━━ СПИСОК ЗАПИСЕЙ ━━

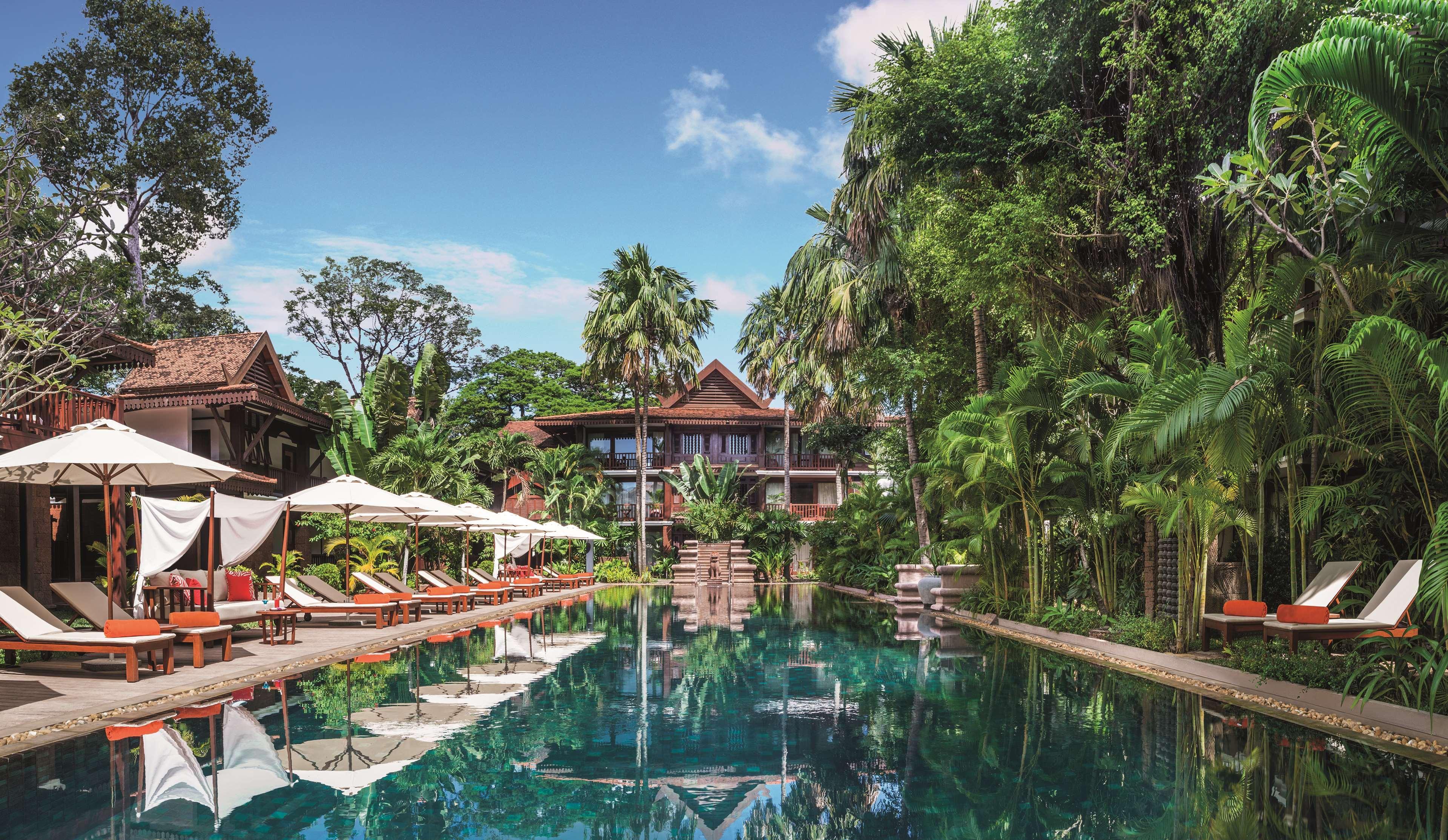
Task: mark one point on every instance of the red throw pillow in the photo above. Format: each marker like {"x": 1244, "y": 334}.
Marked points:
{"x": 240, "y": 587}
{"x": 124, "y": 628}
{"x": 195, "y": 619}
{"x": 1295, "y": 614}
{"x": 1247, "y": 609}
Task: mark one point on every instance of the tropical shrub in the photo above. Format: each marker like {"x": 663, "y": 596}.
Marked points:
{"x": 614, "y": 571}
{"x": 1144, "y": 632}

━━━

* ПИСЬМЕННОЕ ЗАДАНИЕ
Оформите строки всех записей выше как таблицу Markdown со столбцами «Номер» и «Строка», пропустив пустые строки. Изображения в таблицу не включайте.

* РЕЗУЛЬТАТ НИЖЕ
| Номер | Строка |
|---|---|
| 1 | Task: mark one point on every instance of the red throw pillow in the photo above. Format: each marker like {"x": 1244, "y": 334}. |
| 2 | Marked points: |
| 3 | {"x": 240, "y": 587} |
| 4 | {"x": 124, "y": 628} |
| 5 | {"x": 195, "y": 619} |
| 6 | {"x": 1295, "y": 614} |
| 7 | {"x": 1247, "y": 609} |
| 8 | Task: mark one point on every instance of the tropical shrub in the photo above. Format: each marker like {"x": 663, "y": 596}. |
| 9 | Marked points: |
| 10 | {"x": 614, "y": 571} |
| 11 | {"x": 1144, "y": 632} |